Recorded data »

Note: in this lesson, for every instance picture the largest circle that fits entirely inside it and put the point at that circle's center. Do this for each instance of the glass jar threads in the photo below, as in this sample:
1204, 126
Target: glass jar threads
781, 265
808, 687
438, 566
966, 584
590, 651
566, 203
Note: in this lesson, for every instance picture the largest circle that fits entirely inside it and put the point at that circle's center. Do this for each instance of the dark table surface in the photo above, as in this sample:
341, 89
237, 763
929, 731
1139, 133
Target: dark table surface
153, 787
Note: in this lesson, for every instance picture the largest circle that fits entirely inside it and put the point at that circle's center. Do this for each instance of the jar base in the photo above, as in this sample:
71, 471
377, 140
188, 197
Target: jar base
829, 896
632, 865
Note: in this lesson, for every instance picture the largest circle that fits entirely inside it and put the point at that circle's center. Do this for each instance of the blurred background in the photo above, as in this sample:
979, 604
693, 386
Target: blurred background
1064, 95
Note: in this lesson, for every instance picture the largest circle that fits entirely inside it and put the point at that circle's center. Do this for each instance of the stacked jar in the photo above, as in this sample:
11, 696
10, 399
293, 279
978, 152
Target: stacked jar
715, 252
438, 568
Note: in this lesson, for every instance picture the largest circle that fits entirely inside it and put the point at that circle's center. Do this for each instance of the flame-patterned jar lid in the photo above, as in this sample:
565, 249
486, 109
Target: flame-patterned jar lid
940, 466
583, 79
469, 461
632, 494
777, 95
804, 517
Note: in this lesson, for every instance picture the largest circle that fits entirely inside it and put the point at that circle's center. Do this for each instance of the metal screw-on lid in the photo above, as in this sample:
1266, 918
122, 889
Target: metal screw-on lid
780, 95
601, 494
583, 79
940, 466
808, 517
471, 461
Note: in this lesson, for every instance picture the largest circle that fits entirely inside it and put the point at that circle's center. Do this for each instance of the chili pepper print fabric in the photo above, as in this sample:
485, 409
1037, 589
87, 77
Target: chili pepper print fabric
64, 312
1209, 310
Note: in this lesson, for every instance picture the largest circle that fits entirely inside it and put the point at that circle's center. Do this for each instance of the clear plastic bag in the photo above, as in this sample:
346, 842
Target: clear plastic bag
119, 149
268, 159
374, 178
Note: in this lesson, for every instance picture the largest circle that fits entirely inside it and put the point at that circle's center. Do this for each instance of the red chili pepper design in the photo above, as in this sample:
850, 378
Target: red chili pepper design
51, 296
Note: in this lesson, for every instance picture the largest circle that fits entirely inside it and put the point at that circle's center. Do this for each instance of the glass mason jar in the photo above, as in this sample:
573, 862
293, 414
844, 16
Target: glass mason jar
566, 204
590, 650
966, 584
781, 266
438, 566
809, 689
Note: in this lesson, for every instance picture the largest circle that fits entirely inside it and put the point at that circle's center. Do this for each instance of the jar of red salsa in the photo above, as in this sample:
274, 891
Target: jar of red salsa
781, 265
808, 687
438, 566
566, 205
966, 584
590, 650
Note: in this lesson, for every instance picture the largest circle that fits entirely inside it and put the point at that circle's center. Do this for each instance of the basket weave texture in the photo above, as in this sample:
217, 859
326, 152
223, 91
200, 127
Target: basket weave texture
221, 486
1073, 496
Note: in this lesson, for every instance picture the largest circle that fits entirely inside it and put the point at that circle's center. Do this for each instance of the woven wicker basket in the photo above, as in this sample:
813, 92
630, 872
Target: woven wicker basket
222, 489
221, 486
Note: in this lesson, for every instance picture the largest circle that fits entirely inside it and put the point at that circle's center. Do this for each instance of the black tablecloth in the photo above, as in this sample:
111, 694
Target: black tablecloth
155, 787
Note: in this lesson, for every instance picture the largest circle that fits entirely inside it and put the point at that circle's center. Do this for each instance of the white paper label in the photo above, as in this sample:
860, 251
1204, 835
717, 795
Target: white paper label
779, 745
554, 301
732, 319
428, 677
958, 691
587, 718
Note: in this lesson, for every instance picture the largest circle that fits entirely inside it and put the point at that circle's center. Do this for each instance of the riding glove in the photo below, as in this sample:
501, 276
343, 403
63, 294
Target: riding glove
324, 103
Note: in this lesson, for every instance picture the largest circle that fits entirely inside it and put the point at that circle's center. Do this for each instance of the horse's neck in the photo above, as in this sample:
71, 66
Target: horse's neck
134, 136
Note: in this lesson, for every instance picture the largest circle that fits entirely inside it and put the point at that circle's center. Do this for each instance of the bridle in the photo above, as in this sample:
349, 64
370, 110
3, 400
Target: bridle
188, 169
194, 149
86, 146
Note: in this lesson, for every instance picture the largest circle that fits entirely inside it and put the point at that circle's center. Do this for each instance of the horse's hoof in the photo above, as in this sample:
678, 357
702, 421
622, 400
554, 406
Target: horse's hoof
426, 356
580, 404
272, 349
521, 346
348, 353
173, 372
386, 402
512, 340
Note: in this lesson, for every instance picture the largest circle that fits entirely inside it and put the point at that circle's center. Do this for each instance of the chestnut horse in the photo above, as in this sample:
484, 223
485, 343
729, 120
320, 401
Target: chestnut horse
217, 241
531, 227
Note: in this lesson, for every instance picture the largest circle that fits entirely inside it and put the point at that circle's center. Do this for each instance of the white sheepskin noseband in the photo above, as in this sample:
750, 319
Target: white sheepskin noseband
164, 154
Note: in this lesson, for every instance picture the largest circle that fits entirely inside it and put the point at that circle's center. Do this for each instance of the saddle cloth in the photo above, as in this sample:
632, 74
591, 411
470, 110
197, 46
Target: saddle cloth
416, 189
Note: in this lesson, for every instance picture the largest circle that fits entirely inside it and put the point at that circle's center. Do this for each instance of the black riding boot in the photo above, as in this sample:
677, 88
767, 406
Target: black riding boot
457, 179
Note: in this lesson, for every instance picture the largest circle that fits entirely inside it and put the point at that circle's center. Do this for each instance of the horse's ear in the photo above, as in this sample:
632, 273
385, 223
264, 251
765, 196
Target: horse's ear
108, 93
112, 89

TASK BRIEF » Exact copies of every record are required, so retype them in full.

OUTPUT FOR THIS EXERCISE »
Note: in this lesson, for every instance picture the largest circle that fits entirely inside it and put the point at that circle's center. Do this for each instance of the glass jar threads in the photo below, as in this sample:
1204, 126
Target: glass jar threads
781, 265
808, 687
438, 566
966, 584
590, 651
566, 203
Note: in this lesson, for every instance picture the largest circle that fits entirely inside it and put the point at that circle's center. Do this for each instance of the dark table surface in the photo above, as in this sample:
341, 89
237, 763
929, 731
1139, 133
Target: dark table surface
153, 787
Note: in this lesson, for every instance picture the largest circle that fits entirely inside it and put the point at that circle's center. Do this for each instance of the jar base in the photo above, as in this sample:
71, 471
377, 140
188, 197
Target: jar base
829, 896
632, 865
Note: in this lesson, for every instance picture the largest circle that fits entirely inside it and put the point at that circle's center. Do this for each instance of the blurred background in the photo above, as in this sample:
979, 604
693, 386
Target: blurred background
1064, 95
Note: in this lesson, for every instance picture the largest circle that fits entirely inside it and put the point at that circle's center. Do this for each instance of the stacked jar in the photo above, as in this sample:
11, 696
10, 399
293, 279
978, 152
Target: stacked jar
715, 252
438, 568
Note: in this lesson, for every instance picture the largest circle that fits entirely inside it and put the point at that circle's center. Do this for each instance of the flame-patterned jar lid in the photo above, as in this sample:
565, 249
486, 109
Target: flame-patterned jar lid
940, 466
583, 79
469, 461
632, 494
777, 95
804, 517
Note: in this lesson, for every instance picture the largest circle that fits entirely inside it and put the point at that circle's center. Do this for each instance of the metal screw-on lid in the photo above, as in this sample:
1266, 918
122, 889
Target: metal screw-on lid
780, 95
601, 494
583, 79
940, 466
808, 517
471, 461
Note: in this lesson, for every instance picture the largest circle that fits entirely inside it and put the point at that circle's center. Do this for each instance of the chili pepper print fabric in the photo above, as in this sample:
485, 409
1037, 589
87, 77
Target: chili pepper print fabric
64, 312
1209, 310
Note: in this lesson, for every instance picture the largest circle that fits entirely inside it and put the point at that circle's center. Do this for each instance of the clear plastic bag in the photo above, as in this sample:
346, 842
Target: clear plastic bag
119, 149
268, 159
374, 178
Note: in this lesson, for every instance picture the largest circle that fits entirely inside it and put the point at that circle's center. Do this for each instance of the red chili pepper design in the photo above, as in this sample:
850, 378
Target: red chili pepper design
51, 296
Note: in this lesson, for every instance picture the largest circle that fits entirely inside it and put the point at that circle's center. Do this for each instance of the glass mason jar in the photo above, as in this sample:
573, 862
293, 414
844, 16
Target: glass mason jar
566, 204
590, 650
966, 584
781, 266
438, 566
809, 689
Note: in this lesson, for every instance picture the largest circle that fits entirely inside it and put the point at that circle's center. Do this for each instance of the jar of red salsa in the photo above, as in this sample:
274, 891
Target: jar of red salsa
781, 265
808, 687
438, 566
566, 205
966, 584
590, 650
Note: in this lesson, for every instance picture the largest circle that fits entirely inside it and put the point at that circle's center. Do this for each instance of the basket weave texture in the photo above, as in this sample:
217, 859
326, 152
223, 91
200, 127
Target: basket weave texture
221, 486
1073, 496
Note: in this lesson, for every instance picture the largest circle that fits entirely inside it and put the point at that circle's center. Do this for each instance of the woven wicker basket in the photo above, as in this sample:
813, 92
630, 872
Target: woven wicker basket
222, 489
221, 486
Note: in this lesson, for every instance picture the largest circle that fits entirely inside it and put the point at that circle's center. Do this for each instance of the black tablecloth in the photo above, as in this sample:
111, 694
Target: black tablecloth
155, 787
Note: in this lesson, for every instance picture the largest circle that fits entirely inside it and put the point at that circle's center. Do this for each instance of the white paper label in the photo above, as in this sample:
860, 251
1204, 835
717, 795
Target: white paper label
779, 745
554, 301
732, 319
428, 677
958, 691
587, 718
Note: in this lesson, for every instance picture the largest circle that fits entirely inside it and put the point at that circle's center. Do this for each instance of the riding glove in the photo below, as in this sample:
501, 276
343, 403
63, 294
Target: riding glove
324, 103
Note: in this lesson, for every instance picture the largest circle that fits entirely inside it and put the point at that circle's center. Do this for each instance of the horse's neck in the photo above, as in this sample:
71, 66
Target: horse's neck
134, 136
Note: in this lesson, for every instance picture the largest circle that fits entirely inside it and put the point at that circle's center. Do this for each instance of the bridle in the photo above, as in this sample:
349, 64
370, 110
3, 400
Target: bridle
188, 169
194, 149
86, 146
Note: in this lesson, for every instance picture the largest circle that fits entirely inside it and put the point at that circle's center. Do this for each instance of the horse's hoof in the photo above, as in this sample:
678, 357
702, 421
622, 400
554, 406
Target: horse's hoof
426, 356
580, 404
272, 349
521, 346
348, 353
173, 372
386, 402
512, 340
Note: in this lesson, for every instance picture the largest circle that fits entirely inside it and put the point at that circle's center. Do this for each instance of the chestnut horse in the photo above, as in this sample:
484, 223
485, 343
729, 120
320, 401
Target: chestnut horse
217, 241
531, 227
Note: in this lesson, for every instance picture the largest circle that fits entirely inside it and put the point at that circle's center. Do this for each instance of the white sheepskin noseband in the photo above, as in this sample:
750, 319
Target: white sheepskin noseband
164, 154
Note: in this lesson, for every instance picture the largest circle that fits entirely inside it and put the point at that circle's center. Do this for each instance of the saddle cloth in the photo above, as in this sample:
632, 74
591, 411
470, 110
197, 46
Target: saddle cloth
416, 189
Note: in this lesson, for every instance picture the largest circle that fits entirely inside it and put the point at that circle's center. Do this for each instance of the black riding boot in the photo above, as in this sample:
677, 88
767, 406
Target: black riding boot
457, 179
Note: in this lesson, for every instance picture the largest circle that fits entirely inside it and put the point at that circle's center. Do this for each instance of the horse's ear in the photo above, as in this sample:
632, 273
385, 223
264, 251
765, 196
Target: horse's ear
108, 93
112, 89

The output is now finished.